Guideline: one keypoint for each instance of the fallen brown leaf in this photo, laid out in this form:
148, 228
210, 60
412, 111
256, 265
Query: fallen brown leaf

▬▬▬▬▬▬

** What you need to do **
In your reply, write out all of the material exactly as it was given.

** The answer **
Guideline: one keypoint for each instance of the fallen brown leaf in this photo, laid out in this form:
148, 228
210, 60
412, 111
256, 265
Query: fallen brown leaf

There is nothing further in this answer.